## Supplied passage
<<<<

There are many avenues to express civic pride, but over the last 150 years, Hamilton’s preferred path has run directly through sports.

Reflecting that storied history, just a few days from now Tim Hortons Field will host a two-week celebration of community spirit that not only recognizes sport, but transcends it.

It’s a three-pronged jamboree, beginning on Sunday, July 7 with the annual Made In the Hammer game as the B.C Lions arrive to face the Tiger-Cats.

Three days later, the motif switches from football to soccer, when Forge FC hosts Toronto FC in the opening leg of the home-and-away Semi-Finals of the TELUS Canadian Championships. And on Sunday, July 20, the Ticats and Toronto Argonauts will renew their ancient and bitter rivalry, in the first of three head-to-heads this season.

A city is a community of people, and the heart of a city beats not only in its institutions and landmarks, like Forge FC, the Ticats, and Tim Hortons Field, but also in those who support and frequent them.

This will be the third annual Made in the Hammer game, and it’s evolved into also honouring the local heroes who are the heartbeat of the city and aren’t recognized enough: among them nurses, firefighters, teachers and police officers.

The Ticats will wear their Made in the Hammer uniforms, the overriding colour ‘Hamilton Steel Grey,’ with the numbers and name plates contrasting in the traditional blacks and golds that are the base of the team’s two primary game uniforms. The helmets are black, with the Leaping Tiger replaced by a stylized “H” echoing the symbol of the earliest Hamilton Tigers football and hockey teams. The spaces inside the “H” are shaped like, of course, hammers.

When details of the new uniforms were released to the public in 2022 on July 9, the exact date of the city’s incorporation, Hamilton Sports Group President of Business Operations Matt Afinec said, “Part of the authenticity is celebrating the identity of Hamilton as much as celebrating the identity of the Tiger-Cats. You don’t have to be the biggest football fan to celebrate that.

“It’s a chance to celebrate the unique connection between the city and the club that is, frankly, as historically significant as any in pro sport. This is about inciting a heritage that no other city institution can.”

The Made in the Hammer game is followed by visits from two Toronto teams; Toronto FC and the Argonauts.

It is a Tale of Two Cities, without the guillotine.

Toronto and Hamilton, linked by highway and shoreline, connected by a history both interwoven and separate. Hogtown and Steeltown; big and sprawling, mid-sized and manageable; business suits and dirt under the fingernails.

Since they were each incorporated as cities, straddling the middle of the 19th century, Hamilton and Toronto have been rivals and confederates in building the strongest regional economy in the country. In a pigeon-holed, dumbed-down telling; one managed the money, the other made the things that made the money. One collar was white, the other blue. One was the stemware, the other the draft glass.

Those are superficial contrasts, stereotypes that no longer exist, if they ever did. But the oversimplification does have at least some factual grounding and the plotline of story-telling – the tale of these two cities – relies upon that kind of dramatic tension.

>>>>

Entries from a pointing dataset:
<<<<

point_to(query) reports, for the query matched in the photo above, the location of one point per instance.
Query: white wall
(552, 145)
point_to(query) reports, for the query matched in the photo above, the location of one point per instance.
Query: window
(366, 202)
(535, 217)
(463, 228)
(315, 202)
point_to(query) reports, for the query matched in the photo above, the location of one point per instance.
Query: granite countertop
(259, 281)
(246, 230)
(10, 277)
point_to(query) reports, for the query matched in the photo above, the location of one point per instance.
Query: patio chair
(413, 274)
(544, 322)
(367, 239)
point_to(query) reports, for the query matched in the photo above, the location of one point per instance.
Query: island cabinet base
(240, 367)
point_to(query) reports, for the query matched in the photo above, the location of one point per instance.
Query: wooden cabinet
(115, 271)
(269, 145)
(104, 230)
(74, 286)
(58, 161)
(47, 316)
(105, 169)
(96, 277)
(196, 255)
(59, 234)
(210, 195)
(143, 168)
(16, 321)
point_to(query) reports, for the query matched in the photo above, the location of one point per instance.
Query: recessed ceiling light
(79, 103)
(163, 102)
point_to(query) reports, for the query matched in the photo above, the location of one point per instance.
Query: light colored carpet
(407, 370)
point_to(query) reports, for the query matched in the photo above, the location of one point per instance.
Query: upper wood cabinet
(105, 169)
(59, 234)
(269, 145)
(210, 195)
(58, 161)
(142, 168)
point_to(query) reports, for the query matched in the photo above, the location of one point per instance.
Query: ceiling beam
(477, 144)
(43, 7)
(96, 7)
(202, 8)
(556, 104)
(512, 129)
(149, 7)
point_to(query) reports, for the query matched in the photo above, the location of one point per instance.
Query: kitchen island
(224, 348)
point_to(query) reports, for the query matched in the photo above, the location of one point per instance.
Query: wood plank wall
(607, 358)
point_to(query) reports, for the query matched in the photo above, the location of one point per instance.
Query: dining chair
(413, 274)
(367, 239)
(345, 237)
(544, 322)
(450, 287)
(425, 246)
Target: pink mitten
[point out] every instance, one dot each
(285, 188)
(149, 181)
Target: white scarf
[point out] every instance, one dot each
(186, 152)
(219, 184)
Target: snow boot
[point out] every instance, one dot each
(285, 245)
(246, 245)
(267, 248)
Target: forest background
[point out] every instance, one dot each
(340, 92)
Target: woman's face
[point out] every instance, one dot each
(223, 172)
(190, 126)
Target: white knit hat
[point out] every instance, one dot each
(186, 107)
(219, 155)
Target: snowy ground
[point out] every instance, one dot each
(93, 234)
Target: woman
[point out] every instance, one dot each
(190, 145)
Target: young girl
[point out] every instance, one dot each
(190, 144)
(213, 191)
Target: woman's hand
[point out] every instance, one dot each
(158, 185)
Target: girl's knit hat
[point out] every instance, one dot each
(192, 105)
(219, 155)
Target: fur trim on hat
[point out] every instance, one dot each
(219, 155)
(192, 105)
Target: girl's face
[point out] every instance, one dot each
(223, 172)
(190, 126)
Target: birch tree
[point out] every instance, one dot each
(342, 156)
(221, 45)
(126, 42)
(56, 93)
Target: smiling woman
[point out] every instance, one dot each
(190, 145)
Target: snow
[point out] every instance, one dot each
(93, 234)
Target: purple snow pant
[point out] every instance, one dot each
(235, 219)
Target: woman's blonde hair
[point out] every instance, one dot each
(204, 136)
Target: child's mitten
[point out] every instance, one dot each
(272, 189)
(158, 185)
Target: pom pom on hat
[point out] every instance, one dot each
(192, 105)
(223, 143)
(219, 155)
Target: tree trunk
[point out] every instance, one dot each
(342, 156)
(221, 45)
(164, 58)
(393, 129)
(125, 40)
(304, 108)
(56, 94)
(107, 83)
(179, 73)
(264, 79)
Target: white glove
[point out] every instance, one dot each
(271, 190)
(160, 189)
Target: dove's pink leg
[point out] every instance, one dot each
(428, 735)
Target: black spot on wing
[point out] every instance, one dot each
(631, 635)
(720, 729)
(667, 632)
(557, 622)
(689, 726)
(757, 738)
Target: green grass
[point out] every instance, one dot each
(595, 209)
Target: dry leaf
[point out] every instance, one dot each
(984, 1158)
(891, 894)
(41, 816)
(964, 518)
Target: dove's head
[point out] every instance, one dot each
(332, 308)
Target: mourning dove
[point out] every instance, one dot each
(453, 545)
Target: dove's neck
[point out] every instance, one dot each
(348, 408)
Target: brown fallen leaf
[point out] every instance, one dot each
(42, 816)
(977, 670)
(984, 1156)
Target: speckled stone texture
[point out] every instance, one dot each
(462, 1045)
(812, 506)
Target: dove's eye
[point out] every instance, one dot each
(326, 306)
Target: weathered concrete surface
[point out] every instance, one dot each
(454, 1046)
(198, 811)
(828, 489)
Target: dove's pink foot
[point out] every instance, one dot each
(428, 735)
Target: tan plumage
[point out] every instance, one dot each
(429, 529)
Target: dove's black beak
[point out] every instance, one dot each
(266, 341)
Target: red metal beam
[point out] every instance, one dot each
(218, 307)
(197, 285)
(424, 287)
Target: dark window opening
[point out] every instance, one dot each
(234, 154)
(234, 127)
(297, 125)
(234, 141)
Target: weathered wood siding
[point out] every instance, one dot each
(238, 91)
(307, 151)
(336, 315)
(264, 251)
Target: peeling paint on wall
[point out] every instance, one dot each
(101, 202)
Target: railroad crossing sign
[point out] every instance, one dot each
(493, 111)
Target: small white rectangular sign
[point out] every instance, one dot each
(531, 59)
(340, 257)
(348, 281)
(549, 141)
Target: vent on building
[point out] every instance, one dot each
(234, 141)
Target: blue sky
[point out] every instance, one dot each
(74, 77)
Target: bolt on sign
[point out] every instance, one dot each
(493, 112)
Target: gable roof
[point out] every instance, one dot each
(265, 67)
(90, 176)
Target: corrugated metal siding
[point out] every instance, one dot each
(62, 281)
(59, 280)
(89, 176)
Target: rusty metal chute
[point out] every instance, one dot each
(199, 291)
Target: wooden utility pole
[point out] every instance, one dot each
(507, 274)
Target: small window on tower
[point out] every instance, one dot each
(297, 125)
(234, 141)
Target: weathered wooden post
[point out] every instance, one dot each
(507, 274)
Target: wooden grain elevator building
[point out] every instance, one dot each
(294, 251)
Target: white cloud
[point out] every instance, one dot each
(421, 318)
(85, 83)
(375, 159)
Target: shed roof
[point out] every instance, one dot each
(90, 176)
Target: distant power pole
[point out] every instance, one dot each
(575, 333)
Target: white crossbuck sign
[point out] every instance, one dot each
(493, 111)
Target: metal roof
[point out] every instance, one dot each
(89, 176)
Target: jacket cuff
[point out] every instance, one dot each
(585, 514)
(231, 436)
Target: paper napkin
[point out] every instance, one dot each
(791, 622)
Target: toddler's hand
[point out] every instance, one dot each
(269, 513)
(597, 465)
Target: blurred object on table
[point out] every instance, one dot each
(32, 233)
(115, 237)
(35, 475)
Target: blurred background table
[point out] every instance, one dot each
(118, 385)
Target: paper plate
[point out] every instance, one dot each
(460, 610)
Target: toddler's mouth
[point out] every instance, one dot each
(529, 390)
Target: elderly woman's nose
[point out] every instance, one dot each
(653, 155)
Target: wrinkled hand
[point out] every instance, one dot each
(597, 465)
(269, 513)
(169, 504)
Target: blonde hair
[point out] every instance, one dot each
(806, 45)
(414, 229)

>>>>

## Problem set
1: Summarize the passage about Hamilton's sports celebration in two sentences.
2: List the occupations that the passage about Hamilton's sports celebration names among the local heroes honored at the Made in the Hammer game.
3: Proceed with the passage about Hamilton's sports celebration, picking up right after its final sentence.
Nothing here requires the entries.

## Responses by task
1: Tim Hortons Field will host a two-week celebration of Hamilton's community spirit built around three games: the Made in the Hammer game against the B.C. Lions, Forge FC's Semi-Final leg against Toronto FC, and the Ticats' first of three meetings this season with the Toronto Argonauts. The Made in the Hammer game also honors local heroes such as nurses, firefighters, teachers and police officers, and the two Toronto visits recall the long rivalry and partnership between Hamilton and Toronto.

2:
- Nurses
- Firefighters
- Teachers
- Police officers

3:
It’s a cultural, athletic drama which has survived more than 150 years – Toronto vs. Hamilton – and it will be played out in two acts on the stage otherwise known as Tim Hortons Field. Or, as Forge FC and the Tiger-Cats call it, “Our House.”

The over-arching theme is civic pride, the sense of community, self-identification and collective strength that Hamiltonians, even those who have migrated from Toronto, have always drawn from being a sports’ underdog to a much larger city.

There has always been a healthy cross-pollination along the QEW.

Historically the Tiger-Cats and Argonauts have always had some of the same coaches (like Scott Milanovich and Orlondo Steinauer) and some of the same players (current Cats Jamal Peters, Brandon Barlow and DeWayne Hendrix are among the dozens and dozens).

Forge stars – including the likes of Kyle Bekker, Jordan Hamilton, Tristan Borges and Kwasi Poku – have played for Toronto FC or in its academy, or grew up around the Big Smoke.

Bobby Smyrniotis’ Sigma FC, the nursery of Forge’s philosophy, and so many of its players, is located in Mississauga. Many of The Hammers’ steadfast support group, The Barton Street Battalion, cut their fandom teeth as TFC advocates and still cheer for both, except when they play each other.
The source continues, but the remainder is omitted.